Borders Against Viruses

Commentary

March 24, 2020

By Lew Jan Olowski

The world will defeat coronavirus, thanks largely to border enforcement.

Just as social distancing works in your community—reducing opportunities for the virus to jump from person to person—so does social distancing work at the border.

President Trump imposed social distancing against the novel coronavirus disease from China, Covid-19, weeks before it even had a name, and before it even killed one person outside China.

In January, Trump ordered a travel ban prohibiting any foreigner who was recently in China from entering the United States. Otherwise, tens of thousands per day would have flooded in from China directly, and indirectly from China via other countries.

Trump’s decision saved American lives. Border enforcement delayed Covid-19 outbreaks. The first known death in the United States did not occur until a month after Trump’s ban.

Against a disease that grows exponentially, time is a priceless resource. All the money in the world cannot purchase it. Border enforcement can.

With weeks of extra time, consumers consolidated supplies. Producers predicted demand. Scientists studied solutions. Time gave America a margin-of-error, even allowing a mulligan for the Centers for Disease Control and Prevention when its Covid-19 testing kits failed.

Summertime heat and humidity might contain Covid-19. Drugs may stop it. Whenever that happens, no matter the casualties Covid-19 ultimately inflicts, countless more Americans would have suffered if border enforcement had not shortened Covid-19’s lethal window of opportunity.

Of course, border enforcement could have been stricter. More travelers could have been temperature-screened and scrutinized. Travelers from coronavirus-infected countries could have been banned sooner.

Let he who would have protected the border more aggressively cast the first stone.

Instead, many politicians criticized border enforcement as too severe. The day before Trump banned travelers from China, they called the policy stigmatic and discriminatory. The day Trump announced the ban, he was accused of xenophobia.

Even in February, Congress focused on an impeachment show trial instead of strengthening the border against Covid-19. They libeled Trump as the greater threat to national security.

Then the Trump administration warned of Covid-19’s imminent outbreak and asked Congress to appropriate billions in emergency funds to prepare for it.

But when Trump shut the border, one representative said it “probably doesn’t make sense” and could “create prejudices.” Another said it will “stoke racist and discriminatory responses.” Even now, Congress is pushing a “NO BAN Act” to thwart Trump’s travel bans.

Some anti-borders politicians would sacrifice their compatriots for tokenism and partisanship.

Others reversed themselves. They now follow Trump.

Canadian Prime Minister Justin Trudeau banned travelers from all countries, exempting only diplomats and Americans. German Chancellor Angela Merkel banned everyone, except German citizens and workers. The European Union banned all nonessential visitors. More than a dozen countries on every continent announced travel bans this past weekend.

= = = = =

* [Parts of the exercise]
1. For each statement about the commentary, answer yes or no and quote the words from it that decide the answer.
(a) The first known death in the United States came a month after Trump's ban.
(b) Canada's ban exempted diplomats and Americans.
(c) Trump ordered the travel ban on travelers from China in February.
2. Answer these questions from the commentary.
(a) What of the Centers for Disease Control and Prevention failed?
(b) What was Trump accused of on the day he announced the ban?
(c) What is the name of the act Congress is pushing?
3. Set down the part of the commentary between "Even in February, Congress" and "Trump’s travel bans.", inclusive, word for word.

= = = = =

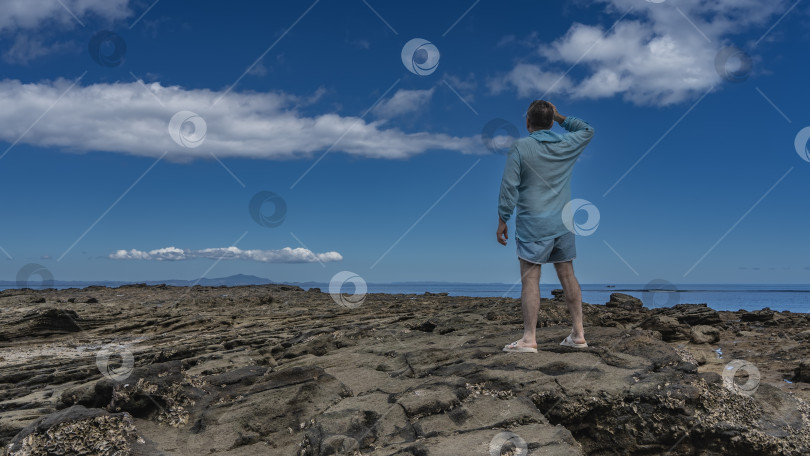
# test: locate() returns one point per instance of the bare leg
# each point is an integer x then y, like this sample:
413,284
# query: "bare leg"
529,300
573,297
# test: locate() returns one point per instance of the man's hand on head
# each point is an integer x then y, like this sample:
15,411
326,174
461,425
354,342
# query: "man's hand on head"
502,233
559,118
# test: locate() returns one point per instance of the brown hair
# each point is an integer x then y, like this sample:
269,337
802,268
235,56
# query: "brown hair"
540,115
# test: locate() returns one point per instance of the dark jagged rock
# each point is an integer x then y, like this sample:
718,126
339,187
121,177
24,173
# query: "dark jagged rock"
624,301
691,314
41,323
78,430
802,371
212,370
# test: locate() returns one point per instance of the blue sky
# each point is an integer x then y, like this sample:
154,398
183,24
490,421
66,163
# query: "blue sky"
383,172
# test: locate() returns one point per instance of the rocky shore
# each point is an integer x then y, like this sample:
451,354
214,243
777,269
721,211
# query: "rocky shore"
279,370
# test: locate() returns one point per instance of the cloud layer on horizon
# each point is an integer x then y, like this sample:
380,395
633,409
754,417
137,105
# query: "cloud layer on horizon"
285,255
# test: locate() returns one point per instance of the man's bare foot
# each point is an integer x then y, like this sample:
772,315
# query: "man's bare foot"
577,340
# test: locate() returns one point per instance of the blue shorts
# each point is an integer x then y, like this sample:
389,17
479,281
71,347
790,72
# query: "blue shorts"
557,250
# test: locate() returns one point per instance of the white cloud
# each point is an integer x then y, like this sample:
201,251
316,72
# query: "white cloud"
32,14
132,118
403,102
659,54
285,255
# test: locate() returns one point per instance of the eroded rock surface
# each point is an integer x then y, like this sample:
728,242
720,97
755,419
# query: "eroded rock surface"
279,370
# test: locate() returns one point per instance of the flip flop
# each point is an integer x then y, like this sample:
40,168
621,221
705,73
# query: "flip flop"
568,342
515,348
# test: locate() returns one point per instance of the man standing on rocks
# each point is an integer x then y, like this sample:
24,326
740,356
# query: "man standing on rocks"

= = = = =

* [Responses to the exercise]
1.
(a) Yes: "The first known death in the United States did not occur until a month after Trump’s ban."
(b) Yes: "exempting only diplomats and Americans"
(c) No: "In January, Trump ordered a travel ban prohibiting any foreigner who was recently in China from entering the United States."

2.
(a) Its Covid-19 testing kits
(b) Xenophobia
(c) The "NO BAN Act"

3.
Even in February, Congress focused on an impeachment show trial instead of strengthening the border against Covid-19. They libeled Trump as the greater threat to national security.

Then the Trump administration warned of Covid-19’s imminent outbreak and asked Congress to appropriate billions in emergency funds to prepare for it.

But when Trump shut the border, one representative said it “probably doesn’t make sense” and could “create prejudices.” Another said it will “stoke racist and discriminatory responses.” Even now, Congress is pushing a “NO BAN Act” to thwart Trump’s travel bans.